§ EXERCISE TASKS:
**1.** Translate this sentence from the Google Sheets tutorial into Spanish: "Thankfully, data processing software such as Google Sheets can pick up details that even the keenest human eye might miss."
**2.** Answer these questions using the Google Sheets tutorial:
(a) Which function lets you refer to columns in another Google Sheets document?
(b) Which two sets of ingredients make up the two columns of the data sample?
(c) What does finding exact row matches call for?

§ TEXT SECTION:

◆ ◆ ◆ ◆ ◆ ◆ ◆

How to Compare Two Columns in Google Sheets (for Matches & Differences)

To err is human, and we all know that. When working with large amounts of data, the human eye is not very capable of identifying small differences or similarities between data items.

Thankfully, data processing software such as Google Sheets can pick up details that even the keenest human eye might miss.

As such, tasks like comparing columns, finding differences, and pointing out similarities get done easily, at lightning speeds, and without errors.

In this tutorial, we will show you how you can use Google Sheets to compare two columns and find matches and differences.

For each of the above topics, we will be using the following data sample, consisting of two columns – ingredients for Cake, and ingredients for Cookies:

Dataset to compare two columns in Google sheets

Also, note that in this case, we are comparing columns that are in the same worksheet. But you can as well use the same techniques to compare two columns that are in different Google Sheets documents. To do this you will have to use the IMPORTRANGE function to be able to refer to the columns in another sheet.

How to Compare Two Columns for Exact Row Matches

The simplest way to compare two columns is to find exact row matches. All this calls for is just a row-by-row comparison.

◆ ◆ ◆ ◆ ◆ ◆ ◆

§ MATERIAL PROVIDED:
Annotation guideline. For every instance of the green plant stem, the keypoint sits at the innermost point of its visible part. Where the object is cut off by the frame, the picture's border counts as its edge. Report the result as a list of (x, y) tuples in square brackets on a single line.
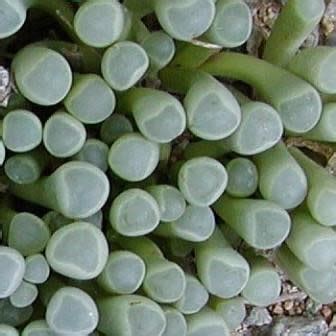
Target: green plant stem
[(321, 189), (296, 21), (288, 94)]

◆ ◆ ◆ ◆ ◆ ◆ ◆

§ COMPLETED EXERCISE:
**1.** Afortunadamente, un software de procesamiento de datos como Google Sheets puede detectar detalles que incluso el ojo humano más agudo podría pasar por alto.

**2.**
(a) The IMPORTRANGE function
(b) Ingredients for Cake and ingredients for Cookies
(c) A row-by-row comparison